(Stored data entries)

----------------------------------------

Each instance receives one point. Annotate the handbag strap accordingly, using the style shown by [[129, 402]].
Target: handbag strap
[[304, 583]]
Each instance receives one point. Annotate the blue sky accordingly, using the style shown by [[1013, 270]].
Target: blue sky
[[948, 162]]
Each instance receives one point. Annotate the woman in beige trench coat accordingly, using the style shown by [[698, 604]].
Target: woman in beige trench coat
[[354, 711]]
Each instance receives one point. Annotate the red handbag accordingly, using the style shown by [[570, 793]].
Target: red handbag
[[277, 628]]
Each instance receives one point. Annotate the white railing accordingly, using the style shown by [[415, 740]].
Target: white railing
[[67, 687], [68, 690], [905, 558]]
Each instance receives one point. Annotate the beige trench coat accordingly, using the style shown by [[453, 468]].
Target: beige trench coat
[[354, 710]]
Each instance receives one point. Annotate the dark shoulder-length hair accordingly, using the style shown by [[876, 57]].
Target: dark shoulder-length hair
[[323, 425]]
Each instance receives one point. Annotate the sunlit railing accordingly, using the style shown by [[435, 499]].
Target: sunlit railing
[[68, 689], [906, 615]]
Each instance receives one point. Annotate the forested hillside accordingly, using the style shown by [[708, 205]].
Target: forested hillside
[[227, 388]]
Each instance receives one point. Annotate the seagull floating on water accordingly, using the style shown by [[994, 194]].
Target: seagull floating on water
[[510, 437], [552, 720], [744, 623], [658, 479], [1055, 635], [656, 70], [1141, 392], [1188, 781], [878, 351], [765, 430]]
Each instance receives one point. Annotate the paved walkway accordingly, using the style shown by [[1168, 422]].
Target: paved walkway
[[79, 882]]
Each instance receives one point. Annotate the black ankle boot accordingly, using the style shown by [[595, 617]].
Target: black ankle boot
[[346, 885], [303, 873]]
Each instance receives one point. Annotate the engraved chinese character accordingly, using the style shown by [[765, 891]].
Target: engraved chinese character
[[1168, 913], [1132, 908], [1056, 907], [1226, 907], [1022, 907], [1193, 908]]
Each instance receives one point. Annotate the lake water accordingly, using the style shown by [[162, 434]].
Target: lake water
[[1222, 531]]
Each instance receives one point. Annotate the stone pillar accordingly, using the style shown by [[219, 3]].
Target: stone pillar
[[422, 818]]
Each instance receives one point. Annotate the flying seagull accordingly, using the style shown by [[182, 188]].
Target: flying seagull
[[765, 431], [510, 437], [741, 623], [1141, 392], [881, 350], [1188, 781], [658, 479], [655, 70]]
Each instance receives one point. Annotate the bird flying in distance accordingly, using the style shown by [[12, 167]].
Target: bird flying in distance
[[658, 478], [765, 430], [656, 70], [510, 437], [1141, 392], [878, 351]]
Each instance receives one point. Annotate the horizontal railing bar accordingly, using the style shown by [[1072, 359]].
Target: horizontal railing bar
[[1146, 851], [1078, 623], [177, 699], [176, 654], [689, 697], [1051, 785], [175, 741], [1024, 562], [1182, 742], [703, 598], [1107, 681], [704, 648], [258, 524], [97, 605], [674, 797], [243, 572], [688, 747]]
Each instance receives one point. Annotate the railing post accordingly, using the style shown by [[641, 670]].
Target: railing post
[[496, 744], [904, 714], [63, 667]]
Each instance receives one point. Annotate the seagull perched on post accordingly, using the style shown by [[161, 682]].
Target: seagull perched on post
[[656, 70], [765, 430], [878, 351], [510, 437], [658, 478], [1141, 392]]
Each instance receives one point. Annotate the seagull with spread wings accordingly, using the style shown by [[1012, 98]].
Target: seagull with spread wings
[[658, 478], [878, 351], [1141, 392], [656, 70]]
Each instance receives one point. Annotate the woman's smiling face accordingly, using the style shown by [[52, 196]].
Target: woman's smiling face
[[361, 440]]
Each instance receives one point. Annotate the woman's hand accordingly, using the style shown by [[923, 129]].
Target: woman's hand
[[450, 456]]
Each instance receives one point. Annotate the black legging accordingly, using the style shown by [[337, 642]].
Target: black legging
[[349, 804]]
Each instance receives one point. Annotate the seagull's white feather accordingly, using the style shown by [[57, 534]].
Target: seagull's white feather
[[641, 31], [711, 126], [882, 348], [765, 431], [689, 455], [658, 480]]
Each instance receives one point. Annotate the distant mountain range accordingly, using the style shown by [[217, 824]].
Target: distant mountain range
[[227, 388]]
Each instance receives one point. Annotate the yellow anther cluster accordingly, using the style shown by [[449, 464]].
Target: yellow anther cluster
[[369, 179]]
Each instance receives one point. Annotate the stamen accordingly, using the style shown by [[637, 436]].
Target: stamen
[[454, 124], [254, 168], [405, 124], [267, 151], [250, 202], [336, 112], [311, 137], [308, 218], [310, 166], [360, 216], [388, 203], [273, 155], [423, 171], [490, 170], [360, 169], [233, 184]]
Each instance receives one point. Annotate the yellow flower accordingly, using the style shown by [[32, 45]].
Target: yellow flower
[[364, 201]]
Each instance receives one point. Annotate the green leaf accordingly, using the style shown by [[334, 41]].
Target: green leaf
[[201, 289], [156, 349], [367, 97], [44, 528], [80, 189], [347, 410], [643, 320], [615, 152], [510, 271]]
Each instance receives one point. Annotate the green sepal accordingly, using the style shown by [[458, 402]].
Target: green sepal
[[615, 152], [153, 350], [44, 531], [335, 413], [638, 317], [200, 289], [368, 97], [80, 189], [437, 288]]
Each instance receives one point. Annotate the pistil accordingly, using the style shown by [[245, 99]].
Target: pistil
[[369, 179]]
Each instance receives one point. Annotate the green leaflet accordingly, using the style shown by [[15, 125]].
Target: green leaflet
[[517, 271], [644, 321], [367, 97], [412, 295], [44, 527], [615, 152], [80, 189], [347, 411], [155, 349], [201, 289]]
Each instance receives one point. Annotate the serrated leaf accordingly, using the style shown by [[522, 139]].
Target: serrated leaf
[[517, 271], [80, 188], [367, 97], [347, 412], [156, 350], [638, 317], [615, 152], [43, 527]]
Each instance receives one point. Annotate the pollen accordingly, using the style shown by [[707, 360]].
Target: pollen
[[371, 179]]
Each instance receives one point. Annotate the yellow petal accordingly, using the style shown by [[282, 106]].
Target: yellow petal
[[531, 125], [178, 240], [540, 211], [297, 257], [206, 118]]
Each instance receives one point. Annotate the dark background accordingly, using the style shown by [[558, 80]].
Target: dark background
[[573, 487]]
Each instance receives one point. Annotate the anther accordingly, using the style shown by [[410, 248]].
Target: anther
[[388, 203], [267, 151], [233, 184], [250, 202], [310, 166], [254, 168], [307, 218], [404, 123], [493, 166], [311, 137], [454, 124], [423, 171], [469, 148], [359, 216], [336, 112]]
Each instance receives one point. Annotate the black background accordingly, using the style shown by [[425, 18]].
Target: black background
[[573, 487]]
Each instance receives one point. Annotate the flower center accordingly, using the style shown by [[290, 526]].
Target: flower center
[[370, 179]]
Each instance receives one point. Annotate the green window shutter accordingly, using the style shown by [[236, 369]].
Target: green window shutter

----------------------------------------

▶ **Assigned task**
Without changing a single word, reproduce the entries above.

▶ **Task solution**
Each instance receives one point. Annotate the handbag strap accordingly, using the style shown by [[129, 402]].
Target: handbag strap
[[304, 583]]
Each instance receives one point. Annotate the blue sky accordingly, using the style shown by [[1013, 270]].
Target: blue sky
[[948, 162]]
Each instance receives one point. Annotate the woman in beige trench coat accordingly, using the style shown by [[698, 604]].
Target: woman in beige trench coat
[[354, 711]]
Each instance receives one point. Annotate the red handbag accordingly, using the style shown by [[570, 793]].
Target: red handbag
[[277, 628]]
Each instance receives one point. Annotate the white railing accordingly, using the style shown by [[415, 740]].
Target: white railing
[[67, 687], [68, 690], [905, 558]]
Each instance receives one point. Annotate the beige trench coat accordingly, using the style shown by [[453, 468]].
Target: beige trench coat
[[354, 710]]
Each instance receives one point. Annotate the dark shoulder-length hair accordingly, using the style shown by [[876, 57]].
Target: dark shoulder-length hair
[[323, 425]]
Each instance receives one point. Annotate the sunlit railing accordingly, using the style shown by [[435, 499]].
Target: sunlit railing
[[68, 689], [906, 615]]
Each instance receives one point. Annotate the forested hillside accordingly, using the style shown by [[708, 205]].
Target: forested hillside
[[227, 388]]
Each instance receives one point. Annotate the seagull floating on water accordingly, using the style shown by [[994, 194]].
Target: seagull floating on water
[[510, 437], [552, 720], [744, 623], [658, 479], [1055, 635], [656, 70], [1141, 392], [1188, 781], [878, 351], [765, 430]]
Each instance receives one point. Annotate the paved walkway accordingly, using the style shown by [[1168, 422]].
Target: paved walkway
[[79, 882]]
Each instance receives one point. Annotate the black ankle boot accordingly, using the style shown by [[595, 617]].
Target: black ankle boot
[[346, 885], [303, 873]]
Each instance receives one point. Annotate the engraved chinese character accordingly, using the style shown by [[765, 891]].
Target: engraved chinese character
[[1168, 913], [1132, 908], [1056, 907], [1226, 907], [1022, 907], [1193, 908]]
Each instance receives one point. Annotate the lake water accordingly, using the style shown by [[162, 434]].
Target: lake water
[[1222, 531]]
Each instance receives one point. Annotate the stone pillar accordingly, using the style shown by [[219, 3]].
Target: stone pillar
[[422, 818]]
Each instance receives one point. Annotate the flying seagull accordingly, using the style shown by [[182, 188]].
Target: flying seagull
[[765, 431], [510, 437], [741, 623], [1141, 392], [881, 350], [1188, 781], [658, 479], [655, 70]]
Each instance receives one point. Annotate the bird flying in distance accordingly, using the style shown by [[12, 167]].
Target: bird flying in distance
[[658, 478], [765, 430], [656, 70], [510, 437], [1141, 392], [878, 351]]
Each instance receives one point. Annotate the horizontal railing bar accordingly, using the style shown by [[1072, 359]].
Target: horizontal railing bar
[[1146, 851], [1078, 623], [177, 699], [176, 654], [689, 697], [1051, 785], [175, 741], [1024, 562], [1182, 742], [703, 598], [1107, 681], [704, 648], [258, 524], [97, 605], [674, 797], [243, 572], [688, 747]]
Each instance receives one point. Annotate the railing post accordingly, using the style shown by [[641, 670]].
Target: railing post
[[496, 744], [904, 714], [63, 667]]
Each instance receives one point. Annotate the seagull perched on post accordingly, using the style shown by [[161, 682]].
Target: seagull perched on post
[[656, 70], [765, 430], [878, 351], [510, 437], [658, 478], [1141, 392]]
Each instance receives one point. Annotate the seagull with spread wings accordingly, using the style shown by [[1012, 98]].
Target: seagull with spread wings
[[658, 478], [878, 351], [1141, 392], [656, 70]]
Each instance receives one point. Annotate the woman's smiling face accordingly, using the style shown by [[52, 196]].
Target: woman's smiling face
[[361, 440]]
Each instance receives one point. Annotate the woman's hand accordingly, using the style shown by [[923, 129]].
Target: woman's hand
[[450, 456]]
Each instance receives one point. Annotate the black legging accordingly, using the style shown by [[337, 642]].
Target: black legging
[[349, 804]]
Each instance receives one point. Annotate the seagull's white feather accordingly, using the style shown by [[57, 534]].
Target: seagull's white feather
[[641, 31], [711, 126], [882, 348], [765, 431], [689, 455], [658, 480]]
Each instance receives one point. Annotate the distant mountain range accordingly, using the style shown by [[217, 824]].
Target: distant mountain range
[[227, 388]]
Each instance receives one point. Annotate the yellow anther cluster accordingly, using the style shown by [[449, 464]].
Target: yellow anther cluster
[[369, 179]]
Each instance receives one point. Annotate the stamen accordingly, using the style shown by [[637, 436]].
Target: stamen
[[454, 124], [254, 168], [405, 124], [267, 151], [250, 202], [336, 112], [311, 137], [308, 218], [310, 166], [360, 216], [388, 203], [273, 155], [423, 171], [490, 170], [360, 169], [233, 184]]
Each instance receives one point. Annotate the yellow flower accordingly, using the style shown by [[32, 45]].
Target: yellow flower
[[364, 201]]
Each instance receives one point. Annotate the green leaf accordingly, using the style shown by [[334, 41]].
Target: green leaf
[[201, 289], [156, 349], [367, 97], [44, 528], [80, 189], [347, 410], [643, 320], [615, 152], [510, 271]]
Each instance receives one point. Annotate the green sepal accordingly, using the style shown by [[458, 402]].
Target: green sepal
[[615, 152], [153, 350], [44, 531], [335, 413], [638, 317], [200, 289], [368, 97], [80, 189], [437, 288]]
Each instance receives one point. Annotate the pistil accordingly, using the style shown by [[245, 99]].
Target: pistil
[[369, 179]]
Each instance receives one point. Annotate the green leaflet accordingly, using the style shown by [[15, 125]].
Target: green leaflet
[[517, 271], [644, 321], [367, 97], [412, 295], [44, 527], [615, 152], [80, 189], [347, 411], [155, 349], [201, 289]]
Each instance receives one point. Annotate the serrated leaf accordingly, using the style shown by [[522, 139]].
Target: serrated leaf
[[517, 271], [80, 188], [367, 97], [347, 412], [156, 350], [638, 317], [615, 152], [43, 527]]
Each instance receives one point. Annotate the pollen accordingly, using the style shown by [[707, 360]].
Target: pollen
[[371, 179]]
Each instance receives one point. Annotate the yellow petal accordingly, using the style shown by [[282, 106]].
Target: yellow petal
[[531, 125], [178, 240], [540, 211], [297, 257], [206, 118]]
Each instance receives one point. Annotate the dark background accordingly, using the style shown by [[558, 80]].
Target: dark background
[[573, 487]]
Each instance receives one point. Annotate the anther accordingly, using the style shown by [[410, 248]].
Target: anther
[[388, 203], [267, 151], [233, 184], [250, 202], [310, 166], [254, 168], [307, 218], [404, 123], [493, 166], [311, 137], [454, 124], [423, 171], [469, 148], [359, 216], [336, 112]]
Each instance receives one point. Annotate the black background accordingly, using the style shown by [[425, 18]].
Target: black background
[[573, 487]]
Each instance receives one point. Annotate the flower center accordingly, using the style shown by [[290, 526]].
Target: flower center
[[370, 179]]
Each instance receives one point. Annotate the green window shutter accordingly, using the style shown by [[236, 369]].
Target: green window shutter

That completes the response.